(Labeled area outline items)
________________________________________

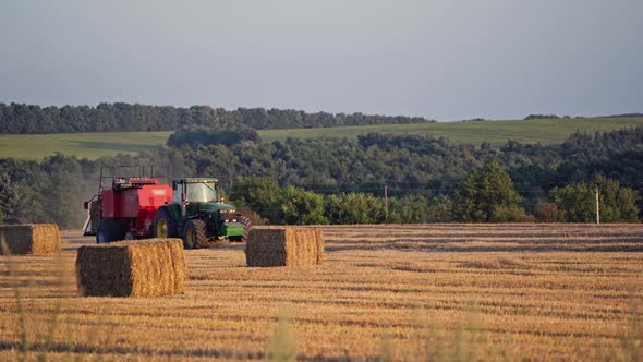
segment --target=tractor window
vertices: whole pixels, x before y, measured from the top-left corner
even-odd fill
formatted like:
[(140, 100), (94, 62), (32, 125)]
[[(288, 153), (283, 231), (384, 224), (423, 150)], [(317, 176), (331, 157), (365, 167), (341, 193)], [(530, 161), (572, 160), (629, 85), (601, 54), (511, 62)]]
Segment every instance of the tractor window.
[(216, 202), (219, 197), (214, 183), (189, 183), (187, 201), (191, 203)]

________________________________________

Exercise directions
Please reproduce every row above word for word, leaving out the pictures.

Answer for this exercise
segment --target=tractor window
vertices: whole pixels, x before y, measured from the top-left corner
even-odd fill
formatted like:
[(140, 100), (94, 62), (32, 125)]
[[(288, 153), (283, 231), (384, 224), (423, 150)], [(317, 176), (331, 157), (365, 167), (341, 193)], [(530, 161), (572, 160), (629, 85), (601, 54), (511, 62)]]
Segment every instance of the tractor window.
[(216, 202), (219, 197), (214, 183), (189, 183), (187, 201), (191, 203)]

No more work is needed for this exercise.